**Fragmento de lectura**
::::

Los primeros existen bajo la sujeción de la incertidumbre que se traduce en un verdadero avance espiritual en cuanto incertidumbre y duda mueven a los hombres a la actividad y al cuestionamiento; aunque lacerantemente productivo, pues abre la herida trágica sin posibilidad de sutura; pero, a la vez, permite la noción y la posibilidad de trascendencia. Los segundos, sujetos a una felicidad ilusoria dada por la seguridad de las cosas objetivas; regalada mas no cierta que genera, todavía alejándose de la incertidumbre, la incapacidad de comprender y, por tanto, soportar la presión de lo que está más allá de la razón. Pero todos, es decir, tanto quienes se mantienen con una actitud irracional o racional frente a la existencia, necesitan vitalmente del otro para poder vivir; en este sentido, el pueblo de Valverde, en sí mismo, no sólo personifica al hombre en su totalidad, sino que, además, contiene el conflicto de la persona humana a lo largo de todos los tiempos.
Entre esta pugna de extremos irreconciliables y, a su vez, interdependientes, bajo el estigma de la resignación y de la aceptación de la irreconciabialidad, está Ángela pujando en los dos extremos; pues bien, es ella quien, en definitiva, asume el peso del conflicto; se resiste a involucrarse en él, hace la suerte de eje o medio entre el mártir y el bobo, opuestos más extremos; y Lázaro y el pueblo, si bien con una actitud antagónica, presentan una oposición de menor grado. Y como centro del contraste será ella quien de alguna manera sobrepasará esa agonía de opuestos, pues, sin dudas, ella no niega su fe como tampoco silencia sus inte rrogantes; y será Ángela, nada más que en ella, en donde perduren trascendentalmente San Manuel, Lázaro y el bobo. Recordemos qué significativo resulta el hecho que, junto con el párroco, muera también Blasillo.

::::

**Listado proporcionado**
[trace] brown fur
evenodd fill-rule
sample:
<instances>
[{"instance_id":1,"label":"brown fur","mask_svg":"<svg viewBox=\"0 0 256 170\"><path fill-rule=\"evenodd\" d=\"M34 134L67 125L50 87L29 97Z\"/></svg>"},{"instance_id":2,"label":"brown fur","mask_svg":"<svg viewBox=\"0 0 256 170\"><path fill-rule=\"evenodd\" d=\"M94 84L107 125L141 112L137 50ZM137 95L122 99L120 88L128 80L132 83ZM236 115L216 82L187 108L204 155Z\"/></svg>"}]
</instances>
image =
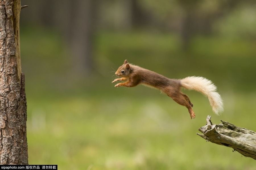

::::

**Conjunto de tareas**
[A] En el fragmento sobre Valverde, ¿entre qué dos figuras, señaladas como los opuestos más extremos, hace Ángela de eje o medio?
[B] Continúa el fragmento sobre Valverde a partir de su última oración.

**Resultados**
[A] Entre el mártir y el bobo.

[B]
Y, ¿no es acaso? Esta oposición presentada a través de estos personajes un reflejo fiel de ese gran antagonismo que Unamuno señala como el principal sustento de nuestro mundo cristiano y, él como tal, lo haga suyo a pesar del sufrimiento lacerante que provoca; que persiste por “ser” frente a la cultura post-helenística racional. Conflicto que se traduce en la destrucción del otro, esencialmente necesario para su propia existencia; única posibilidad para mantener su particular esencia y hacer frente a la irracionalidad de la fe.
Al cristianismo, a la cruz, a la irracionalidad en que Cristo había resucitado para resucitarnos, le salvó la cultura helénica racionalista, y a ésta el cristianismo
Y, ¿no es, acaso, a través de esta radical antonimia que podemos considerarnos parte de esa gran lucha que copa nuestra historia? Alternándose en Occidente de tiempo en tiempo y que en nosotros, individuos, se verifica en una constante oposición entre creer y nos creer, o querer creer y no poder, pues vivimos bajo la supremacía de la razón. Acaso, ¿no actúan las dos actitudes vitales señaladas cambiándose el papel dominante de estrato-sustrato constantemente?, o, como diría don Manuel: “de devorador a devorado, pero nunca destruyéndose recíprocamente”. ¿Quién puede negar que allí, en ese conflicto, o gracias a ese conflicto, el hombre vive? Negar uno de los opuestos consecuencialmente significa negar nuestra voluntad de vivir, de permanecer, de ser en la eternidad. Significaría negarnos a nuestro destino, negar nuestra individualidad, negar nuestra condición humana. Pues, éste y no otro, es el conflicto trágico que Unamuno presenta en San Manuel, pero haciendo notar que no todos pueden o están capacitados para sufrirlo y, a la vez, su redención está, precisamente, en que no viven por sí ni para sí, si no que viven por y para su pueblo, viven para la felicidad de otros, los más débiles; en cambio, otra actitud y otro sentido es la de aquellos que con un egoísmo enfermizo crean ídolos e ideologías para no hacerse cargo de esta aparente paradoja y poder vivir tranquilos, con una certeza aparente que los mantiene alejados de esta herida.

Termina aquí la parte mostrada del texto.